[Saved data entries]
━━━━

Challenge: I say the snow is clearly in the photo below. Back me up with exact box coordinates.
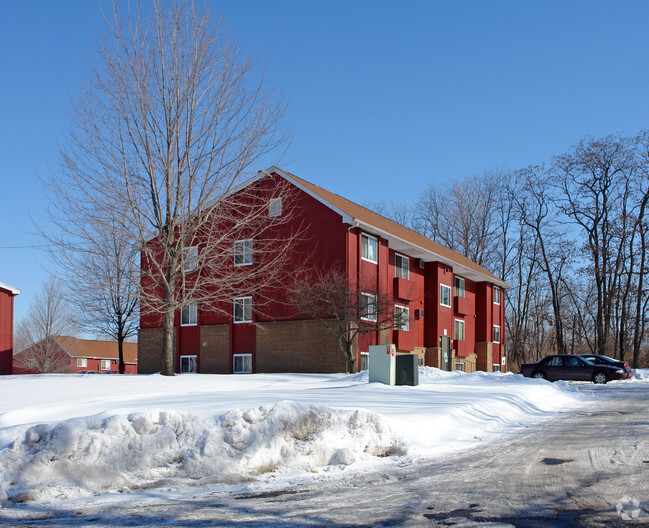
[0,368,604,506]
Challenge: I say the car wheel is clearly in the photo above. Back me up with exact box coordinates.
[531,371,546,379]
[592,371,608,384]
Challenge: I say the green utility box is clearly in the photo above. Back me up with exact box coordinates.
[368,344,396,385]
[396,354,419,386]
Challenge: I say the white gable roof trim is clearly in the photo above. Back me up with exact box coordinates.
[0,282,21,295]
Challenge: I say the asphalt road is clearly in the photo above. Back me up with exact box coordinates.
[2,382,648,527]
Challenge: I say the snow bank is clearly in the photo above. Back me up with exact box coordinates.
[0,401,402,504]
[0,368,597,505]
[632,368,649,380]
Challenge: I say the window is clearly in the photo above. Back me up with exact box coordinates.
[394,305,409,331]
[361,233,378,263]
[101,360,111,370]
[234,354,252,373]
[454,319,465,340]
[493,364,501,372]
[234,239,253,266]
[77,358,87,368]
[360,293,377,321]
[181,302,198,326]
[440,284,452,307]
[494,286,501,305]
[234,296,252,323]
[360,352,369,371]
[454,276,465,298]
[493,325,501,344]
[183,246,198,272]
[269,197,282,217]
[395,253,409,280]
[456,361,465,372]
[180,355,197,373]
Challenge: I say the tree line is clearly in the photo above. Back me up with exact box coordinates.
[373,132,649,369]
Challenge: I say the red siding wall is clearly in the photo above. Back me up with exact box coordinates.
[0,289,15,375]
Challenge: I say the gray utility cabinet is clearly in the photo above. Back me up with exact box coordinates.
[368,344,419,386]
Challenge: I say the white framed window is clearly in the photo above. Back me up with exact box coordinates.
[234,296,253,323]
[440,284,452,307]
[180,355,197,373]
[395,253,409,280]
[455,361,465,372]
[494,286,501,305]
[269,197,282,217]
[360,293,377,322]
[454,319,465,340]
[454,276,465,298]
[233,354,252,373]
[181,302,198,326]
[77,358,87,368]
[100,359,111,370]
[183,246,198,272]
[234,239,253,266]
[394,305,409,331]
[360,352,369,371]
[493,364,501,372]
[361,233,378,263]
[493,324,501,344]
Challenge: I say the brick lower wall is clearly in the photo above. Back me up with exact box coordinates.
[200,325,230,374]
[255,318,345,373]
[138,327,176,374]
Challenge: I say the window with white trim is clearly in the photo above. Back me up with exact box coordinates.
[181,302,198,326]
[360,352,369,371]
[394,305,409,331]
[395,253,409,280]
[454,319,465,340]
[233,354,252,373]
[494,286,501,305]
[101,359,111,370]
[361,234,378,263]
[234,296,252,323]
[234,239,253,266]
[77,358,87,368]
[454,276,465,298]
[183,246,198,272]
[440,284,452,307]
[493,324,501,344]
[455,361,465,372]
[493,364,501,372]
[269,198,282,217]
[180,355,197,373]
[360,293,377,322]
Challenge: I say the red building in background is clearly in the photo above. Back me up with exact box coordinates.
[0,282,21,375]
[138,168,508,374]
[12,336,138,374]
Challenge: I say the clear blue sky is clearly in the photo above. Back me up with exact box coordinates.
[2,0,649,325]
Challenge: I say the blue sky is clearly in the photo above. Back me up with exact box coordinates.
[2,0,649,324]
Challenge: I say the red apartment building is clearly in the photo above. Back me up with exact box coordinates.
[0,282,21,375]
[138,168,508,374]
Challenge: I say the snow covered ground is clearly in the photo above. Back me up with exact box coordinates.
[0,367,644,508]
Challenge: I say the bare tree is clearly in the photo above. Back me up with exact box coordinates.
[553,134,637,356]
[13,278,78,373]
[414,168,509,274]
[50,1,291,375]
[291,267,405,373]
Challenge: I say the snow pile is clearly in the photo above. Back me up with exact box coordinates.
[631,368,649,380]
[0,368,600,505]
[0,401,402,504]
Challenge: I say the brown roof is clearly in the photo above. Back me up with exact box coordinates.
[54,336,138,364]
[270,167,509,288]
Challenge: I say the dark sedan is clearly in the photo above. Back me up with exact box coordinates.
[579,354,633,379]
[519,354,628,384]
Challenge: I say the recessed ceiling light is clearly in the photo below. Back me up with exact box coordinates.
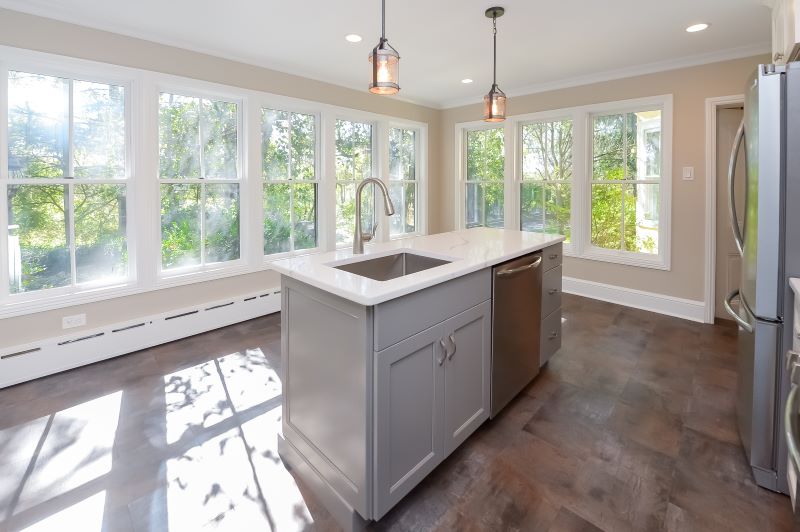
[686,23,709,33]
[345,33,362,43]
[461,78,474,84]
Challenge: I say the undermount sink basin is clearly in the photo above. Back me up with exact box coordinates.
[332,252,452,281]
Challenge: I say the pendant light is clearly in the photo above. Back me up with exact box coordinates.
[369,0,400,95]
[483,7,506,122]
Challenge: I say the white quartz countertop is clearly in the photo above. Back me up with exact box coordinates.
[791,278,800,297]
[269,228,565,306]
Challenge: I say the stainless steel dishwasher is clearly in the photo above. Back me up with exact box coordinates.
[491,252,542,417]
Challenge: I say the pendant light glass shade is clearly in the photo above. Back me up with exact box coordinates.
[483,7,506,122]
[369,39,400,94]
[483,84,506,122]
[369,0,400,95]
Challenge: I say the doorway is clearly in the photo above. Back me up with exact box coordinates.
[713,104,746,321]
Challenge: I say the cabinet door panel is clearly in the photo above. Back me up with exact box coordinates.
[443,300,491,456]
[374,324,444,519]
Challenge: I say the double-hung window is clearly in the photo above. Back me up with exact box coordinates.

━━━━

Omit the pictures and restate the rest of the records verbatim.

Challenge: I say the snow is clearly in the photo below. Back me up with exact box coordinates.
[0,368,604,506]
Challenge: I say the car wheel is clearly in the photo above. Back me up with exact box coordinates.
[531,371,546,379]
[592,371,608,384]
Challenge: I say the green utility box is clearly in the photo above. Back me up with exact box coordinates.
[368,344,396,385]
[396,354,419,386]
Challenge: I say the white gable roof trim is clearly in the photo above. Back me up with exact box coordinates.
[0,282,21,295]
Challenge: I say the asphalt road is clearly in the photo above. Back me up with exact box coordinates.
[2,382,648,527]
Challenge: I say the snow bank is clearly in the photo above. Back me up with exact box coordinates.
[0,401,402,504]
[0,368,597,505]
[632,368,649,380]
Challenge: I say the window is clearly in the photo above. Back me up with exact box coordinates.
[394,305,409,331]
[361,233,378,263]
[101,360,111,370]
[234,354,252,373]
[454,319,465,340]
[493,364,501,372]
[234,239,253,266]
[77,358,87,368]
[360,293,377,321]
[181,302,198,326]
[440,284,452,307]
[494,286,501,305]
[234,296,252,323]
[360,352,369,371]
[454,276,465,298]
[493,325,501,344]
[183,246,198,272]
[269,197,282,217]
[395,253,409,280]
[456,361,465,372]
[180,355,197,373]
Challenge: I say the tree line is clearly in the photo above. Back me up with exact box coordinates.
[373,132,649,369]
Challenge: I say the red siding wall is clearly in the photo above. Back me up with exact box coordinates.
[0,289,15,375]
Challenge: I say the gray utility cabinet is clearly in the photo above. Back me up with exact box coordinates.
[368,344,419,386]
Challenge: I say the white framed window is clearly in the photo above. Back me up with exact box coordinates.
[234,296,253,323]
[440,284,452,307]
[180,355,197,373]
[395,253,409,280]
[455,361,465,372]
[494,286,501,305]
[269,197,282,217]
[360,293,377,322]
[454,319,465,340]
[454,276,465,298]
[233,354,252,373]
[181,302,198,326]
[77,358,87,368]
[100,359,111,370]
[183,246,198,272]
[234,239,253,266]
[394,305,409,331]
[360,352,369,371]
[493,364,501,372]
[361,233,378,263]
[493,324,501,344]
Challenge: I say the brick lower wall is clearly in the photo above. Back me up with exact box coordinates.
[200,325,230,374]
[255,318,345,373]
[138,327,176,374]
Challenge: I say the window with white trim is clearly in the photo above. Back me up with exact box coordinates.
[181,302,198,326]
[360,352,369,371]
[394,305,409,331]
[395,253,409,280]
[454,319,465,340]
[233,354,252,373]
[494,286,501,305]
[101,359,111,370]
[361,234,378,263]
[234,296,252,323]
[234,239,253,266]
[77,358,87,368]
[454,276,465,298]
[183,246,198,272]
[440,284,452,307]
[493,324,501,344]
[455,361,465,372]
[493,364,501,372]
[269,198,282,217]
[180,355,197,373]
[360,293,377,322]
Challenge: I say the red building in background is clearly in the photo above. Back me up with exact box coordinates.
[0,282,21,375]
[138,168,508,374]
[12,336,138,374]
Challenge: I say the clear blue sky is clearly in the photo above. Back me up with exact box coordinates.
[2,0,649,325]
Challenge: I say the blue sky is clearly in the photo above. Back me up with exact box coordinates.
[2,0,649,324]
Challenge: I say the red apartment building is clearly in the photo above. Back me up with exact box coordinates.
[0,282,21,375]
[138,168,508,374]
Challenge: I say the snow covered ground is clearly in the photo above. Back me up with exact box coordinates.
[0,367,644,508]
Challenge: I say the bare tree is clearly in the photo above. Back me up with exact box coordinates.
[553,134,637,356]
[13,278,78,373]
[414,168,509,274]
[50,1,291,375]
[291,267,405,373]
Challenge: I say the snow pile is clearly in the photo above. Back me up with exact box coordinates.
[631,368,649,380]
[0,368,600,505]
[0,401,402,504]
Challenge: I say the brown roof is clearly in the photo above. Back me up with exact box coordinates.
[54,336,138,364]
[270,167,509,288]
Challenge: I say the dark sedan is clearly in the photo above. Back me up with exact box coordinates.
[579,354,633,379]
[519,354,628,384]
Challenge: I say the recessed ceiling light is clearly in the photo below. Back me up with exact box coordinates.
[686,23,709,33]
[345,33,362,43]
[461,78,474,84]
Challenge: I say the undermount sink basin is clearly in the photo above. Back me up with exact box coordinates.
[332,252,452,281]
Challenge: I say the pendant light is clearly in the photo above. Back me up with exact box coordinates.
[369,0,400,95]
[483,7,506,122]
Challenge: I say the white quartz countertop is clearly in the photo above. Back me up with exact box coordinates.
[791,278,800,297]
[269,228,565,306]
Challenge: I say the stainless steel dishwasher is clearly in the photo above. Back me up with exact box coordinates.
[491,252,542,417]
Challenge: I say the pendant light glass shade is clearly in the photo above. Back me up with exact box coordinates.
[483,7,506,122]
[369,39,400,94]
[483,84,506,122]
[369,0,400,95]
Challenge: I say the doorway is clearly in the photo above. Back me up with exact box coordinates.
[713,104,746,321]
Challenge: I say the cabinet door panel is clearly in the photo above. Back me up with exact box coordinates.
[443,300,491,456]
[374,324,444,519]
Challenge: I say the double-hung window is clearly in the photo above. Back me up with exact box coordinates.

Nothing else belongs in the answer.